I've driven mine for business before, 750 miles round trip, quite a few times - but won't do that again. Its more than just the miles that it puts on the rig, its the increased chances that something could go wrong that might damage her. :eeps:

Now when the company wants me to travel, they pay for a rental, or a flight and rental. Only way to do a trip like that. :thumbup:

However! If I had a personal trip out of state where I wanted my own car - then I'd drive her as necessary - if I could live without her, I'd rent, for the reasons mentioned above - Especially for a quick over-the-weekend trip as you're describing - those are hard miles.


----------



## Griffoun (Jan 19, 2006)

2200 miles from Kansas City to Dallas to Houston to San Antonio and back in 9 days. It's a long one for me, but I guarantee someone drives more than that on their Bimmer, especially the X owners!

I would rent a car for a long trip like this if I could find a good deals like the one you mentioned. Yup, it's a car that wants to be driven, but it's also a car that I like


----------



## Patrick (Dec 23, 2001)

All the time, and I wouldn't have it any other way.

I am currently working on a major road trip plan for next summer. Finland to Crete, in a BMW. With the side trips that I am thinking about, it should be about 4500km and take 5-6 weeks including down time on Crete.

My wife thinks that I am crazy. :bigpimp:


.


----------



## Salvator (Oct 14, 2003)

My wife and I have our BMWs for commuting, but in the past, we have taken her car (the 525iT) on long trips and it was great... Now we have a Lexus GX470 which we use as our long distance vehicle (so as not to rack up unnecessary mileage on the commuter cars...) It does the job, but it is :yawn: I had alot more fun driving the 525iT and can only imagine how much fun it would be to take something like an M5 cross country... :drive:


----------



## synergest1 (Jun 25, 2007)

Patrick said:


> All the time, and I wouldn't have it any other way.
> 
> I am currently working on a major road trip plan for next summer. Finland to Crete, in a BMW. With the side trips that I am thinking about, it should be about 4500km and take 5-6 weeks including down time on Crete.
> 
> ...


Sounds great, would love to see some pics.

== OBJECTIVE 1 ==
Please write out the rows below exactly, starting at the first row and ending at the line that contains "711, 0, 919, 224", with both of those lines included.

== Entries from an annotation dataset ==
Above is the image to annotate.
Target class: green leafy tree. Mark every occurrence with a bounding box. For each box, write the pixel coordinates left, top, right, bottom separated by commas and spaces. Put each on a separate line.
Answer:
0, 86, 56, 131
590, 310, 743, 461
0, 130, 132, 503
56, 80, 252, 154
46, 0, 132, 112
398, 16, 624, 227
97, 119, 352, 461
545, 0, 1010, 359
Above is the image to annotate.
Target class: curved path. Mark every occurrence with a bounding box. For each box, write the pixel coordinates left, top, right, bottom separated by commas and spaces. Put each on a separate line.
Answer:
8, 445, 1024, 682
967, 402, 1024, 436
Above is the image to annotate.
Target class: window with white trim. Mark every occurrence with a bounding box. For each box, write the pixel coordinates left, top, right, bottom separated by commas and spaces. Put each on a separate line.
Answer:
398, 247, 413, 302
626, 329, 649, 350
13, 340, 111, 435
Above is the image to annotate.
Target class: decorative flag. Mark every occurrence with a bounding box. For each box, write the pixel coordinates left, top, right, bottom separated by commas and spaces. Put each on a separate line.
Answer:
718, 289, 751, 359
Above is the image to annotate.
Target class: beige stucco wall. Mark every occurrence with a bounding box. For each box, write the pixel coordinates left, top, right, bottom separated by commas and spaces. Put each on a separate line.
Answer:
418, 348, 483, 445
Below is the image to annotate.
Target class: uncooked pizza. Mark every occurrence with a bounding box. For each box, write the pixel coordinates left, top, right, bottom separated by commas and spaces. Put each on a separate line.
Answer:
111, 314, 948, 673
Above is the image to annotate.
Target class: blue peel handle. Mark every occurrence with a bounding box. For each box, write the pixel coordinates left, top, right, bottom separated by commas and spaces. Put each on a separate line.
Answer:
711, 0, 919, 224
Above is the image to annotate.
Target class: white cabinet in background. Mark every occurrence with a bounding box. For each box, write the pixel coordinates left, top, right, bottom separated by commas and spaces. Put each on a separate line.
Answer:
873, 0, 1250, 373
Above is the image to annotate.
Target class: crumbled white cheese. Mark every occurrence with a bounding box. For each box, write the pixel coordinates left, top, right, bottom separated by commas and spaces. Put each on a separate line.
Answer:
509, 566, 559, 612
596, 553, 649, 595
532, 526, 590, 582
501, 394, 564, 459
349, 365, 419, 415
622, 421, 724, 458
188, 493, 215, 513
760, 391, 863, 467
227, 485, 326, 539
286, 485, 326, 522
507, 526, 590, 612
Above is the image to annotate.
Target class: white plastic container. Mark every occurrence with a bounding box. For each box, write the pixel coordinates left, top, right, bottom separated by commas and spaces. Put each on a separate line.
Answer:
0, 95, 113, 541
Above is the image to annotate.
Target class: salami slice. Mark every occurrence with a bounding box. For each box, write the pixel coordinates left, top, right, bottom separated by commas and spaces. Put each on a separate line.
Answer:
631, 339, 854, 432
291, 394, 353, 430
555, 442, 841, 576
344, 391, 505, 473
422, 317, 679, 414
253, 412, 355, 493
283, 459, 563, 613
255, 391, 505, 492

== OBJECTIVE 2 ==
Continue the forum thread about taking BMWs on long road trips, picking up after its final post.

== WRITTEN REPLY 1 ==
Above is the image to annotate.
Target class: green leafy tree. Mark every occurrence with a bounding box. For each box, write the pixel coordinates left, top, right, bottom separated by commas and spaces. Put each on a separate line.
Answer:
0, 86, 56, 131
590, 310, 743, 461
0, 130, 132, 503
56, 80, 252, 154
46, 0, 132, 112
398, 16, 624, 227
97, 119, 352, 461
545, 0, 1010, 359
Above is the image to annotate.
Target class: curved path. Mark every occurrence with a bounding box. For each box, write the pixel coordinates left, top, right, bottom separated by commas and spaces. Put each on a separate line.
Answer:
8, 445, 1024, 682
967, 402, 1024, 436
Above is the image to annotate.
Target class: window with white trim. Mark every occurrence with a bounding box. For each box, write the pixel coordinates left, top, right, bottom separated by commas and spaces. Put each on a separate line.
Answer:
398, 247, 413, 302
626, 329, 649, 350
13, 340, 111, 435
Above is the image to annotate.
Target class: decorative flag. Mark every occurrence with a bounding box. For each box, write the pixel coordinates left, top, right, bottom separated by commas and spaces. Put each on a separate line.
Answer:
718, 289, 751, 359
Above is the image to annotate.
Target class: beige stucco wall. Mark every occurrence with a bounding box. For each box, write the pixel coordinates left, top, right, bottom separated by commas and spaces. Put each on a separate line.
Answer:
418, 348, 483, 445
Below is the image to annotate.
Target class: uncooked pizza. Mark every occurrence with a bounding box. For each box, write the pixel coordinates left, top, right, bottom separated by commas and spaces. Put each on a separate line.
Answer:
111, 314, 948, 673
Above is the image to annotate.
Target class: blue peel handle. Mark every occurrence with a bounding box. For each box, write the pixel coordinates left, top, right, bottom separated by commas and spaces. Put each on a separate line.
Answer:
711, 0, 919, 224

== WRITTEN REPLY 2 ==
----------



## jetter2 (May 28, 2007)

I bought my car in Kansas City, drove it home to Dallas.

Then I drove it to Austin twice, and to Oklahoma City once.

But then again, were talking about a 20 year old car with 200k on her and a M20-hell yes I trust that bulletproof engine!

When I get my next car..we will see.


----------



## stylinexpat (May 23, 2004)

Nothing beats taking a Bimmer on a long trip. My trips in my E46 330i were great. BMW are the Ultimate cruising machines on highway trips:thumbup:


----------



## Patrick (Dec 23, 2001)

synergest1 said:


> Sounds great, would love to see some pics.


Yes, it should be. Simplying planning something like this is not easy - I am having to do it in reverse due to the ferry schedules.

Helsinki-Rostock by Superfast ferry, drive directly south through Germany, Austria and into Italy, ferry from Ancona to mainland Greece, then another Superfast ferry from Greece to Crete. Then spend 3.5 weeks on Crete, and drive home. 

I will spend the winter months figuring out all of the side trip destinations, hotels and building the itinerary. Then, I just have to find the right BMW for the trip and buy it! 

.


----------



## dboy11 (Mar 6, 2006)

I was under the impression that these where road cars...take mine any where long or short...however if its to long....I fly


----------



## hts (Dec 19, 2001)

get the cheap rental for peace of mind. i had my '01 E46/330i for 6 years and put 43k miles on it. The longest road trip I ever took in it was the 800 miles we drove around Germany when we picked her up.

Our standing family 'policy' is to fly anyplace longer than 3-4 hours by car.


----------



## hockeynut (Apr 14, 2002)

I normally rent a car just because a convertible is a tad cramped for 4 people. But if it was just me, or me and Mrs Hockeynut then I wouldn't have any problem taking it on a long trip.


----------



## Cliff (Apr 19, 2002)

I've gone for a couple of long trips in the 3er: a 1600 mile trip up the Pacific coast 2 weeks after delivery, and a 3000 mile trip to visit my folks in Tucson a couple of years ago. It's a 3 series, not a museum piece. Not to mention a comfortable and fun way to get around.

I don't want to rack up a lot of miles on the Z4MC, so I don't plan to take it for long trips.


----------



## AzNMpower32 (Oct 23, 2005)

Yes, we take the X3 on long journeys and it works fine. Drove up to Montreal and back this past February, and the X3 never disappointed. Ok, the ride on the rough roads wasn't fantastic but we're used to it.


----------



## Double-S (Nov 30, 2006)

Cliff said:


> I don't want to rack up a lot of miles on the Z4MC, so I don't plan to take it for long trips.


Same here, not to mention the fuel costs and temptation to speed.


----------



## geebeemer (Jul 2, 2005)

SSIMON said:


> Same here, not to mention the fuel costs and temptation to speed.


We've all heard about your temptations..... :eeps:


----------



## Double-S (Nov 30, 2006)

geebeemer said:


> We've all heard about your temptations..... :eeps:


And seen some too....:eeps:


----------



## ktc (Jan 10, 2005)

We just moved from Boston to San Francisco, and I took a detour by driving up to Badlands and Yellowstone NP. A tad over 4k miles, door to door.


----------



## ttgxc (Dec 22, 2006)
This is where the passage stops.